__DATA EXTRACTS__:
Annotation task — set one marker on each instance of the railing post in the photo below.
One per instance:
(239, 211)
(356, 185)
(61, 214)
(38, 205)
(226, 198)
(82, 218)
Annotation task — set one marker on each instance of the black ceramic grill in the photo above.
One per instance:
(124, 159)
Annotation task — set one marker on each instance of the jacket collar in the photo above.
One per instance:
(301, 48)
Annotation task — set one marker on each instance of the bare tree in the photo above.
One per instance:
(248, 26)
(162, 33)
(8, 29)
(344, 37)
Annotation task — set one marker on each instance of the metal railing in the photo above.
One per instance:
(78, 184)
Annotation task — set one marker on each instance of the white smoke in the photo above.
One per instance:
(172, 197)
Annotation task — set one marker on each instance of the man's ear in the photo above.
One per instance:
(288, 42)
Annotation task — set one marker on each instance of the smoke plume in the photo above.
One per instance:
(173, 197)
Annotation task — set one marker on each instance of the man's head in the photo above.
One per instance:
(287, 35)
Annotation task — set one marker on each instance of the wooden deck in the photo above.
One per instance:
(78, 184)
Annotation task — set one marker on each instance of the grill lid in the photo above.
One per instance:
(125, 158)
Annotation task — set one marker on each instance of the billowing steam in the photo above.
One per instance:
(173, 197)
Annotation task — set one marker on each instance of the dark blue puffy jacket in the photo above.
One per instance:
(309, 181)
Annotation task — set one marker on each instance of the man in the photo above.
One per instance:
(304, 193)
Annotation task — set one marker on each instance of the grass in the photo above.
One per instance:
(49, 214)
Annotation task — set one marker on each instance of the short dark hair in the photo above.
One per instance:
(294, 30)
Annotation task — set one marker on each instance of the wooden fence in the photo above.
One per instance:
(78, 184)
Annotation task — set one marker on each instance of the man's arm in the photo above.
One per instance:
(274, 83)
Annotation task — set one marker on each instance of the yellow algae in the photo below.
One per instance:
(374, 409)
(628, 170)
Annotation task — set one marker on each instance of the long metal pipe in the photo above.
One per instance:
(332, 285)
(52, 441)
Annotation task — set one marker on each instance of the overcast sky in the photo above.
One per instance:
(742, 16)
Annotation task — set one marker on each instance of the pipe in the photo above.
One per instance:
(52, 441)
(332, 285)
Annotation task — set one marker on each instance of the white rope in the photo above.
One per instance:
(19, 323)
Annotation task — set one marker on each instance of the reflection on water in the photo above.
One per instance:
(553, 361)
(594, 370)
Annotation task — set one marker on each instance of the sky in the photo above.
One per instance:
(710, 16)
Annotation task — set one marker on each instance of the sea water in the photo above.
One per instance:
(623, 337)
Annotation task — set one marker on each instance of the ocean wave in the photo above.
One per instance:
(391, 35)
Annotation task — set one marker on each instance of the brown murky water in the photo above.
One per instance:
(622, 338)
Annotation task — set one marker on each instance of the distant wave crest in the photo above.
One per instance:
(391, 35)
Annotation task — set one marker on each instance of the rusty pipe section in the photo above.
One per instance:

__TASK DETAILS__: A verbatim transcription of all the entries above is required.

__RESPONSE FOR THIS EXERCISE__:
Annotation task — set one marker on each instance of the railing post in the photo below.
One per instance:
(239, 211)
(356, 185)
(61, 214)
(38, 205)
(226, 198)
(82, 218)
Annotation task — set one marker on each instance of the black ceramic grill in the photo above.
One per instance:
(124, 159)
Annotation task — set one marker on each instance of the jacket collar in the photo above.
One per instance:
(301, 48)
Annotation task — set one marker on each instance of the bare tree in the photo above.
One per instance:
(248, 26)
(162, 33)
(8, 29)
(344, 37)
Annotation task — set one marker on each instance of the metal railing in the photo above.
One per instance:
(78, 184)
Annotation task — set one marker on each instance of the white smoke in the photo above.
One per instance:
(172, 197)
Annotation task — set one marker on each instance of the man's ear in the photo above.
One per instance:
(288, 42)
Annotation task — set one marker on each instance of the smoke plume in the photo above.
One per instance:
(173, 197)
Annotation task — set one marker on each instance of the man's head in the photo above.
One per instance:
(287, 35)
Annotation task — set one marker on each instance of the wooden deck in the photo above.
One per instance:
(78, 184)
Annotation task — set one marker on each instance of the grill lid in the photo above.
One per instance:
(125, 158)
Annotation task — set one marker on each instance of the billowing steam in the photo above.
One per instance:
(173, 197)
Annotation task — set one marker on each instance of the dark blue puffy jacket in the photo above.
One per instance:
(309, 181)
Annotation task — set one marker on each instance of the man in the photo above.
One per instance:
(304, 193)
Annotation task — set one marker on each instance of the grass in the photo above.
One per instance:
(49, 214)
Annotation task — set one marker on each instance of the short dark hair in the photo above.
One per instance:
(294, 30)
Annotation task — set one marker on each instance of the wooden fence in the photo above.
One per instance:
(78, 184)
Annotation task — set one marker on each instance of the man's arm in the photo above.
One per instance:
(274, 83)
Annotation task — set one marker on each instance of the yellow algae in the photo below.
One per instance:
(374, 409)
(628, 170)
Annotation task — set one marker on each instance of the long metal pipe in the photo above.
One per instance:
(332, 285)
(52, 441)
Annotation task — set one marker on each instance of the overcast sky in the photo above.
One per instance:
(742, 16)
Annotation task — set one marker on each instance of the pipe in the photo above.
One per instance:
(52, 441)
(332, 285)
Annotation task — set one marker on each instance of the white rope in the photo above.
One per instance:
(19, 323)
Annotation task — set one marker on each instance of the reflection on water in the photo above.
One per instance:
(553, 361)
(594, 370)
Annotation task — set one marker on each instance of the sky in the photo above.
One per instance:
(710, 16)
Annotation task — set one marker on each instance of the sea water in the photo above.
One per instance:
(623, 337)
Annotation task — set one marker on each instance of the ocean wave in the photo above.
One per instance:
(391, 35)
Annotation task — set one marker on each instance of the brown murky water in the photo above.
One per instance:
(622, 338)
Annotation task — set one marker on each instance of the distant wave crest in the photo above.
One per instance:
(391, 35)
Annotation task — set one marker on each instance of the rusty pipe section in the photo above.
One per instance:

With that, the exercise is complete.